= What you should do =
What you return must match the entries word for word, minus the pictures.

______________________________

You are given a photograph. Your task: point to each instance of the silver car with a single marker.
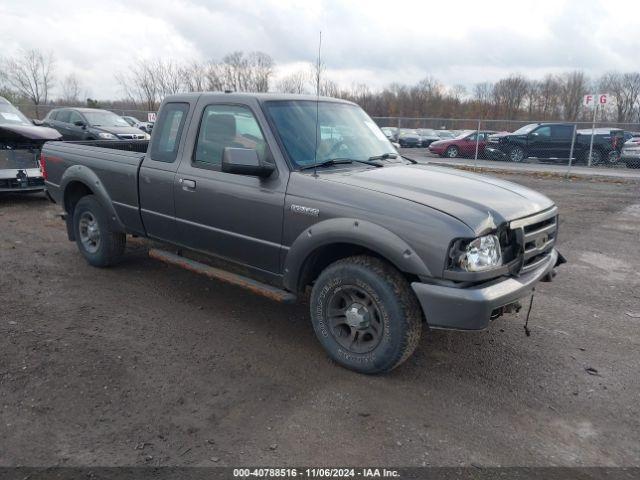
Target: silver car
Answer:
(631, 153)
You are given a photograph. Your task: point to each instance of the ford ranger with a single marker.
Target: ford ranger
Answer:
(286, 194)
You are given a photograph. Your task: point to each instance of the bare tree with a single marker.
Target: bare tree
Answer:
(296, 82)
(71, 89)
(194, 77)
(140, 84)
(242, 73)
(549, 102)
(168, 77)
(573, 87)
(625, 89)
(509, 94)
(31, 75)
(483, 92)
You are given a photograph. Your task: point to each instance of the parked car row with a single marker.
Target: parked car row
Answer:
(92, 124)
(20, 144)
(421, 137)
(134, 122)
(21, 139)
(547, 142)
(630, 154)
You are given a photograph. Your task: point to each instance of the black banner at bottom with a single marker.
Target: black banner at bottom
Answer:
(397, 473)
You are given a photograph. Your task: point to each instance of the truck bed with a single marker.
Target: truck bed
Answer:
(111, 165)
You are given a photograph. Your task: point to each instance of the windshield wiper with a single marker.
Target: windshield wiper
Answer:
(410, 159)
(339, 161)
(384, 156)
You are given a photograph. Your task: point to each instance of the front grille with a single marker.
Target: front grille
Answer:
(536, 236)
(15, 183)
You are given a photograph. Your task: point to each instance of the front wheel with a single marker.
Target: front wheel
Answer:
(596, 157)
(365, 314)
(100, 245)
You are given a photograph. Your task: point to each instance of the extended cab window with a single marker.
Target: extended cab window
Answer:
(562, 132)
(168, 131)
(227, 126)
(75, 117)
(63, 116)
(543, 132)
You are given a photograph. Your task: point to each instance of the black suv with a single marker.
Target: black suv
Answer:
(552, 141)
(92, 124)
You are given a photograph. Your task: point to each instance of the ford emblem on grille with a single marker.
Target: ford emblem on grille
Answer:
(541, 241)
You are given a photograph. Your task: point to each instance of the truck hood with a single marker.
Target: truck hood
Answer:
(27, 133)
(469, 197)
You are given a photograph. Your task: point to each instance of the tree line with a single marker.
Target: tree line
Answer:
(31, 77)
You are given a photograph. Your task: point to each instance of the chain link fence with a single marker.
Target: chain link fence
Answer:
(41, 111)
(548, 144)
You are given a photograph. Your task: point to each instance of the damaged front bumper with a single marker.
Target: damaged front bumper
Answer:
(472, 308)
(26, 180)
(20, 171)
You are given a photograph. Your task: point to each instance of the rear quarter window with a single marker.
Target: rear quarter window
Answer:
(168, 131)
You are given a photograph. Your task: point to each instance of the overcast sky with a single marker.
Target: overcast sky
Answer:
(373, 42)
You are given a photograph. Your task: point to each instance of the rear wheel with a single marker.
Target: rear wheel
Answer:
(100, 245)
(452, 152)
(365, 314)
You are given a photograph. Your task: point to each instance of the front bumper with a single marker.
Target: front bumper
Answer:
(21, 180)
(494, 153)
(472, 308)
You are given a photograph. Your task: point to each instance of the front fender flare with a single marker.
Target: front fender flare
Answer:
(350, 231)
(86, 176)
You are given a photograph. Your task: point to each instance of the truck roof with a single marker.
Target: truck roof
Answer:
(261, 97)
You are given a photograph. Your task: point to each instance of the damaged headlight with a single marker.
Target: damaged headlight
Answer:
(481, 254)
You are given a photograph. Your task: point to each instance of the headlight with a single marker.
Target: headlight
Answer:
(481, 254)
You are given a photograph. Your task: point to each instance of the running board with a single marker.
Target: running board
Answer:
(234, 279)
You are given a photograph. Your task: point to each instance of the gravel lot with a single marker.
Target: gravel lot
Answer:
(145, 364)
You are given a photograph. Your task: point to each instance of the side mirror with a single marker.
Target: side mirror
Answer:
(245, 161)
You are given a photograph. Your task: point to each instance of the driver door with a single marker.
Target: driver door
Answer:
(237, 217)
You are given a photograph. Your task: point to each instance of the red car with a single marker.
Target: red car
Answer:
(463, 145)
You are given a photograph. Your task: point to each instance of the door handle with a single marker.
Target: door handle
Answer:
(187, 184)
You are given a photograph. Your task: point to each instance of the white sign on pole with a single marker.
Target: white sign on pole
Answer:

______________________________

= Reply =
You are given a photograph. Your task: point to each instance of the silver car with a single marker.
Target: silver car
Answer:
(631, 153)
You are given a photograph. Your task: point to each instance of the ford ranger with a single marker.
Target: ford ranger
Answer:
(286, 194)
You are given a photograph. Your task: point to each instance of the bare tree with a single marker.
Target: bare tree
Answer:
(296, 82)
(71, 89)
(194, 77)
(140, 84)
(242, 73)
(549, 102)
(168, 77)
(573, 87)
(625, 89)
(509, 94)
(31, 75)
(483, 92)
You are given a photograph. Your task: point to each instance of the parked car row with a single marker.
Target: parked car row
Answer:
(92, 124)
(20, 144)
(421, 137)
(134, 122)
(21, 139)
(547, 142)
(630, 154)
You are given a photograph. Your task: point to each instance of the black banner at bottom with a single marker.
Target: black banner at bottom
Answer:
(397, 473)
You are given a photograph. Your task: point to each instance of the truck bed with a single marker.
Target: truck bed
Answer:
(111, 165)
You are given a photograph. Your task: point to each instance of the windshield wiper with a single marker.
Target: windshield wiper
Answer:
(410, 159)
(339, 161)
(384, 156)
You are given a photograph. Your task: point to each instance of the front grille with a single marker.
Target: front grille
Answer:
(536, 236)
(15, 183)
You are given a photograph. Your task: point to each instance of the front wheel with a single marker.
Target: front wheel
Answer:
(596, 157)
(365, 314)
(100, 245)
You are given a photograph. Your task: point to each instance of the extended cab window with a single marker.
Target: extended cab window
Answer:
(562, 132)
(168, 131)
(227, 126)
(75, 117)
(63, 116)
(543, 132)
You are given a photograph. Your task: point to each instance of the black suv with a single marker.
Target: black suv
Answer:
(552, 141)
(92, 124)
You are given a photograph. Your task: point to each instance of the ford emblem on grille with a single marker.
Target: ford emblem on grille
Answer:
(541, 241)
You are given a photograph. Your task: point to each instance of the truck hood with a single marker.
Target: truck hood
Answer:
(27, 133)
(469, 197)
You are given a photograph. Your task: point to each instance of the tree line with a single marker.
Target: tree line
Answer:
(31, 77)
You are given a photograph. Your task: point to each instance of the chain link fence with a single marker.
Target: chain link fence
Answer:
(41, 111)
(548, 144)
You are given a photograph. Your task: point to each instance of the damaged front bumper with a single marker.
Target: damaged front bumper
Answer:
(472, 308)
(26, 180)
(20, 171)
You are given a photograph. Your task: point to each instance of the rear quarter window with a single marker.
Target: rear quarter window
Answer:
(168, 131)
You are given a photograph. Your task: point to each instance of the overcast sky with a single marker.
Target: overcast sky
Answer:
(373, 42)
You are given a photograph. Your task: point to each instance of the rear wheel with a single marker.
Target: rear wheel
Answer:
(100, 245)
(452, 152)
(365, 314)
You are given a photograph. Your task: point to each instance of the front bumper with a single marker.
Target: front bumper
Answer:
(21, 180)
(494, 153)
(472, 308)
You are given a photograph. Your task: point to each instance of the front fender flare with a single marker.
Target: front fender flare
Answer:
(350, 231)
(86, 176)
You are given a photograph. Your task: point to each instance of the truck roof with a single marker.
Target: truck roof
Answer:
(261, 97)
You are given a photograph. Your task: point to each instance of the damaged headlight with a single marker.
Target: damaged headlight
Answer:
(481, 254)
You are given a photograph. Your task: point to each instance of the headlight with a single marker.
Target: headlight
Answer:
(481, 254)
You are given a photograph. Your task: point to each instance of the running board with a single marker.
Target: running board
Answer:
(234, 279)
You are given a photograph. Your task: point to each instance of the gravel lot with a single marker.
Target: gravel lot
Answer:
(145, 364)
You are given a photograph. Your task: point to each instance of the side mirror with a single marker.
Target: side mirror
Answer:
(245, 161)
You are given a photograph. Your task: point to each instance of the driver door with a single marker.
Target: driver door
Answer:
(237, 217)
You are given a photograph. Your task: point to each instance of the red car with a single marker.
Target: red car
Answer:
(463, 145)
You are given a photograph. Your task: point to each instance of the door handle with a single marker.
Target: door handle
Answer:
(187, 184)
You are given a photograph. Your task: point to each instance of the white sign on pole with a single marker.
Target: white sign on pole
Answer:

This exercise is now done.